### Problems to solve
A. For each statement below, say whether it agrees with the article on banks and personal health records. Answer yes or no and quote the words from the article that decide it.
(i) Regional health care organizations are to meet at a conference scheduled for March.
(ii) The Medical Banking Project's discussions with AHIP are still ongoing.
(iii) Casillas said getting people to sign up is one of the largest challenges of PHR efforts.
B. Write the next part of the article on banks and personal health records, beginning after its final sentence.
=== Given text ===
The Medical Banking Project plans to announce a program later this year that will use banks Web portals to deliver personal health care information online.
Advocates of online PHRs (personal health records) believe making such information more accessible will make for better-informed and healthier patients. Various groups are already investing in technology to use information in PHRs to guide people to healthier lifestyles or just make sure they get appropriate preventive care.
Banks offer an advantage that is more immediately practical. “The banking industry isnt going to be developing new PHR technology, but what they do have the ability to do is to distribute that technology to 55 million online banking customers,” said John Casillas, head of the Medical Banking Project.
His initiative would seek to link up with regional health care organizations, who will meet to discuss details at a conference scheduled for March.
Casillas said that his organization had held discussions with AHIP (Americas Health Insurance Plans), which is heading up one large personal health record initiative, though these are not ongoing. Talks are lined up with Dossia, the employer-sponsored PHR initiative.
One of the largest challenges of PHR efforts is getting people to sign up, said Casillas, but people who have already signed up for their online banking services might be ready to get access to their health information in a few clicks. “Its a matter of putting the information where there is already a lot of investment in getting people online,” he said.
=== Stored data ===
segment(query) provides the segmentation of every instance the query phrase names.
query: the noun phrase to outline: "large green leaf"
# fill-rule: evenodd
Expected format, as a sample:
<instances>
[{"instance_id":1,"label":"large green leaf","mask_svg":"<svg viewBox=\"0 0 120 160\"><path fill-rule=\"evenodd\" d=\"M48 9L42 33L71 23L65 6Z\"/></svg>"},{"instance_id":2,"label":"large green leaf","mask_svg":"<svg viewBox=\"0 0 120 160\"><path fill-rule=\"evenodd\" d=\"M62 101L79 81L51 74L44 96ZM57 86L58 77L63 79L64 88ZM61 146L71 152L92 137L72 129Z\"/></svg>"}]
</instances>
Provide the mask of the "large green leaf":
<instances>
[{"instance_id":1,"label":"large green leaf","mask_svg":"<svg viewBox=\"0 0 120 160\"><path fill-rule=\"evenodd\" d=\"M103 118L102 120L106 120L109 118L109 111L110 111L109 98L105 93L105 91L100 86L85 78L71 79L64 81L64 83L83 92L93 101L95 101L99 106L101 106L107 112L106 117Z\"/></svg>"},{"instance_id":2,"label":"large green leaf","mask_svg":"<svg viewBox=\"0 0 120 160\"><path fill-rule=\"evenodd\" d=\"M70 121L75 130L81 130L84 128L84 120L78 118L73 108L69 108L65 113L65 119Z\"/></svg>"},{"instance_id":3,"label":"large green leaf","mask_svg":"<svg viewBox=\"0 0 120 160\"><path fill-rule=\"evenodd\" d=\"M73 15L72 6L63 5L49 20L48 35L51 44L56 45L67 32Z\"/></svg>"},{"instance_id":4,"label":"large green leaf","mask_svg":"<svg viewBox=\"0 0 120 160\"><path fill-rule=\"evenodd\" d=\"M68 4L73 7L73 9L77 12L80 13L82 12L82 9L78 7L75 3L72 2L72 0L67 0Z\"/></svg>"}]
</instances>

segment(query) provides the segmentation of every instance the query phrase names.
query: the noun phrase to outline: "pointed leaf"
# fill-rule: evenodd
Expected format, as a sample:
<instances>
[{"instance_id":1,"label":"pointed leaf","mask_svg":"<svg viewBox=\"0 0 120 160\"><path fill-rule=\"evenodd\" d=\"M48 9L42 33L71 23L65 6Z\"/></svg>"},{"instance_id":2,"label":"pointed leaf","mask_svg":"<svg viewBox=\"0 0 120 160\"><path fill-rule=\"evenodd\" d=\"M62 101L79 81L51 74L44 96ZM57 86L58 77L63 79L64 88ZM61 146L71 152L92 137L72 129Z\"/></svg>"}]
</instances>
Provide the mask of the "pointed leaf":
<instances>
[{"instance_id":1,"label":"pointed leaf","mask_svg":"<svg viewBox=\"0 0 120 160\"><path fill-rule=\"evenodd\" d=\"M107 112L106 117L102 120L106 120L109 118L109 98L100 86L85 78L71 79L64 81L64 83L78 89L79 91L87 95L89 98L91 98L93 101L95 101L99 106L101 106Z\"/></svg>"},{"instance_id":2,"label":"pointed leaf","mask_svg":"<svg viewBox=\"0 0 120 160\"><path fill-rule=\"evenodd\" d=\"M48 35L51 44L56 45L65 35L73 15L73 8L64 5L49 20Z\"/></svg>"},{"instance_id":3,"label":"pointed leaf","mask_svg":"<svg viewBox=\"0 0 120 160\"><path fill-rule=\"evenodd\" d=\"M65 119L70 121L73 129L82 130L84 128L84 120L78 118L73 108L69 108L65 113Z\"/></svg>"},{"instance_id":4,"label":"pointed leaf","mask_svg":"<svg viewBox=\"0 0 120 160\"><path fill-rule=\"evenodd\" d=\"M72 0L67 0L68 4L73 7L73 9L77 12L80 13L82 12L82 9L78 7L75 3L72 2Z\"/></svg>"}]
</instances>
===
### Expected outputs
A.
(i) Yes: "who will meet to discuss details at a conference scheduled for March."
(ii) No: "though these are not ongoing."
(iii) Yes: "One of the largest challenges of PHR efforts is getting people to sign up"

B.
Privacy advocates are worried that PHR efforts are springing up too fast, without enough regulation to protect privacy or control how information is used. Casillas acknowledged that some additional policies might be required but said that HIPAA and additional banking regulations already provide a good framework.
Still, Casillas said that he did not expect his initiative to morph into a large-scale nationwide project. “Our program is not to get self-sustaining, but just to demonstrate,” he said. “Once were done with the pilot programs, were done.”
The next step would be for banks and RHIOs to set up self-sustaining projects based on the demonstration projects. Although Casillas did not directly speculate on how such projects could be funded, he did cite a 2005 Accenture study that found that just over half of surveyed respondent would spend $60 a year to have their medical information available online.